PASSAGE PROVIDED:
---

Extracting full text from a file share

By using the Full Text Extraction tool, the full text of your document(s) will be searchable and can be used to help identify and narrow down your data and to create more comprehensive business visualizations.

Shinydocs Cognitive Suite enables you to extract the full text from specified file(s) within the index that was created during the initial metadata crawl. Before you begin, ensure that initial discovery has been completed and basic metadata has been extracted. If not, refer to: Initial Discovery - File Share

Step by step:

Create a query based on the file(s) from which you would like to extract full text. This query will be referenced when we run the full text extraction tool. This query should be saved as a .json file.

Example query:

CODE

{
	"bool": {
		"must_not": {
			"exists": {
				"field": "fullText"

---

COLLECTED MATERIAL:
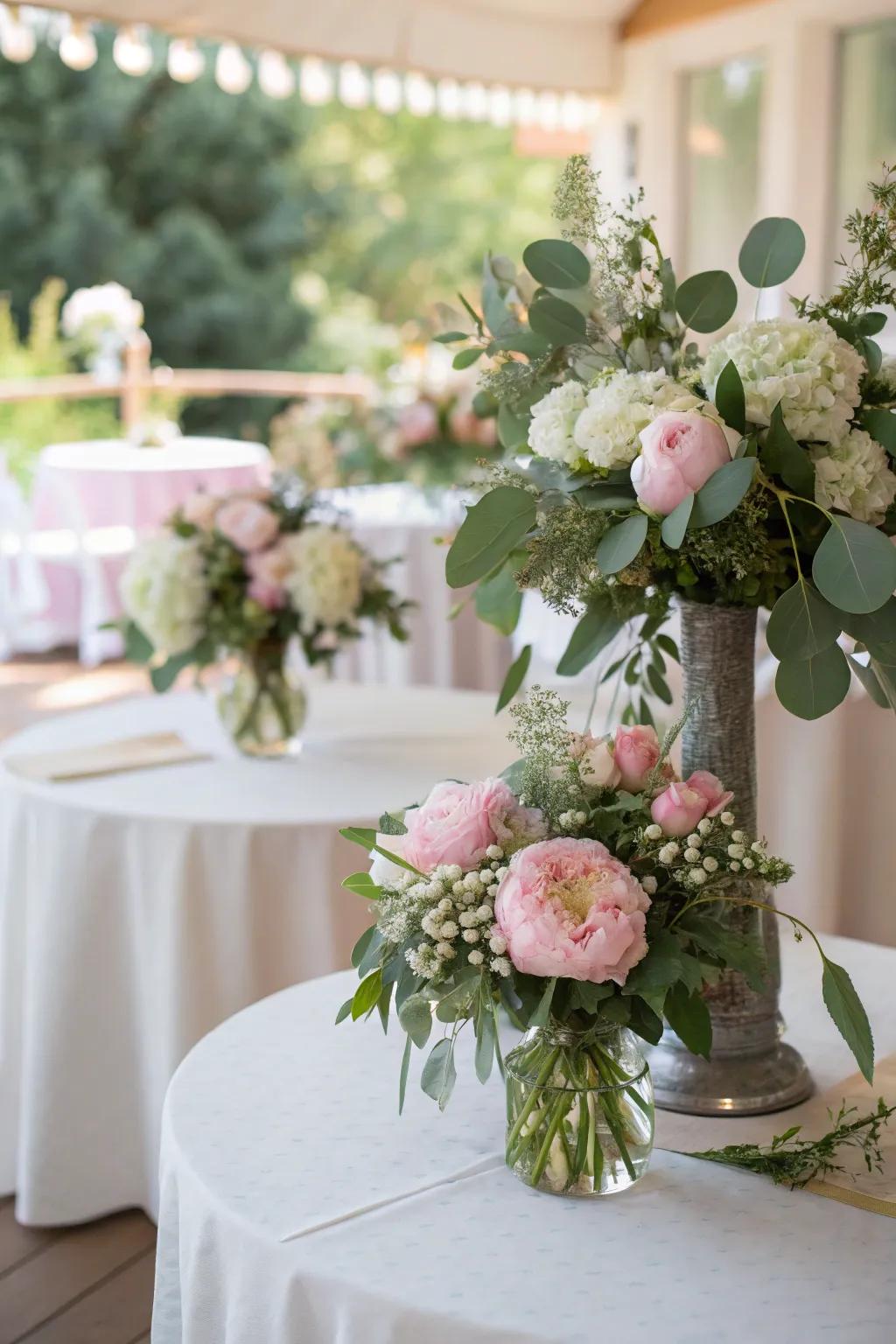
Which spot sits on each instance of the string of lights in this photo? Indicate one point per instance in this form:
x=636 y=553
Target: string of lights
x=313 y=80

---

GIVEN PROBLEM:
Quote the full text extraction guide word for word, from start to finish. The data here stands apart from the full text extraction guide.

FINISHED EXERCISE:
Extracting full text from a file share

By using the Full Text Extraction tool, the full text of your document(s) will be searchable and can be used to help identify and narrow down your data and to create more comprehensive business visualizations.

Shinydocs Cognitive Suite enables you to extract the full text from specified file(s) within the index that was created during the initial metadata crawl. Before you begin, ensure that initial discovery has been completed and basic metadata has been extracted. If not, refer to: Initial Discovery - File Share

Step by step:

Create a query based on the file(s) from which you would like to extract full text. This query will be referenced when we run the full text extraction tool. This query should be saved as a .json file.

Example query:

CODE

{
	"bool": {
		"must_not": {
			"exists": {
				"field": "fullText"